-- Start Text segment --

According to Dr. Richard Hackathorn, creator of the Time-Value Curve, “the value of data is directly proportionate to how fast a business can react to it. In other words, a corporation loses money every time it delays getting information into the hands of decision-makers.”
Real-time BI is crucial to survive in this competitive world. It is important to understand the new challenges that must be addressed and develop a solution that will handle the requirements and technology hurdles at hand.
Real-Time Business Intelligence
The major goal of real-time BI is reducing the time taken for corrective action or initiative. Real-time BI is designed to control data latency, analysis latency and action latency. Companies must understand that ROI will also depend heavily on the ability of an organization to modify its business practices to take advantage of improved responsiveness in the IT system.
A real-time BI system has two main components: real-time data integration and real-time decision-making. The objective of the real-time data integration component is to capture business events from operational systems and integrate them into a low-latency store. This component supports real-time, data-on-demand processing. The real-time decision-making component, on the other hand, supports real-time performance management and real-time predictive analysis. Figure 1 gives an overview of real-time BI architecture.
Challenges of Real-Time BI
BI applications include the activities of decision support, query and reporting, online analytical processing, statistical analysis, forecasting and data mining. Each of these components needs to be designed to operate in a real-time environment, and there can be many challenges in designing such system. Some major challenges include:
Designing real-time ETL. Traditional ETL tools are batch oriented, wherein the data becomes available as some sort of extract file on a certain schedule, usually nightly, weekly or monthly. Then the system transforms and cleanses the data and loads it into the data warehouse. ETL tools tend to update systems with complete files, not compact amounts of change data. However, for real-time ETL, a continuous flow will be required throughout the day with minimum latency. Real-time operation requires the synchronization of data across multiple layers of an organization and many different sources. Connecting the large and diverse array of data sources to a real-time warehouse is highly complex.

-- End Text segment --

* [Stated task 1]:
In the passage on real-time business intelligence, give the portion starting with "Real-Time Business Intelligence" and going on through "the IT system." again, substituting "remedial" for "corrective".
* [Stated task 2]:
According to the passage on real-time business intelligence, what are the two main components of a real-time BI system?
* [Stated task 3]:
Extend the passage on real-time business intelligence, starting after its last sentence.

-- Start Source material --

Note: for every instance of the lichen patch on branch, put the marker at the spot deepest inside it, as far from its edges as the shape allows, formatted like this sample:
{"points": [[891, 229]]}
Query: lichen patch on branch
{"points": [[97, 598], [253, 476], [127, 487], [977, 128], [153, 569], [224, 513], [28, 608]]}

-- End Source material --

* [Final answer 1]:
Real-Time Business Intelligence
The major goal of real-time BI is reducing the time taken for remedial action or initiative. Real-time BI is designed to control data latency, analysis latency and action latency. Companies must understand that ROI will also depend heavily on the ability of an organization to modify its business practices to take advantage of improved responsiveness in the IT system.

* [Final answer 2]:
Real-time data integration and real-time decision-making.

* [Final answer 3]:
Data modeling for real time. From a data architecture perspective, real-time data warehousing challenges the posture of the data warehouse as a system of periodic measurements, advocating the requirement for a system of more comprehensive and continuous temporal information, i.e., a real-time database model that deals with the temporal nature of data.
Search, OLAP, and query and reporting. Today's query and OLAP tools, not having been designed with real-time warehousing in mind, can produce unanticipated results.
Scalability. To support real-time processing, the system must have a scalable and flexible back-end database environment for loading and administering large amounts of data. The database must also be able to handle mixed workloads, since the tasks used to update low-latency stores will need to run in parallel with real-time decision-making applications. Real-time processing will involve real-time alert reporting through emails or messages. These alerts need to be designed to operate on real-time data feeds.
Suggested Solutions
An ideal real-time BI tool will be the one which can answer all the above challenges. Experts all around the world are studiously working to develop such a system and have come up with many approaches to design a real-time BI. Some approaches are briefed here.
Micro batch ETL. A data warehouse can only be considered real-time, or near real-time, when all or part of the data is updated, loaded or refreshed on an intra-day basis, without interrupting user access to the system. Convention ETL, file based approach is extremely effective in addressing daily, weekly and monthly batch reporting requirements. Micro batch ETL designed on log based, real-time change data capture technology can provide a nonintrusive means for real-time data acquisition from an operational data source. Figures 2 and 3 give a pictorial presentation of the system.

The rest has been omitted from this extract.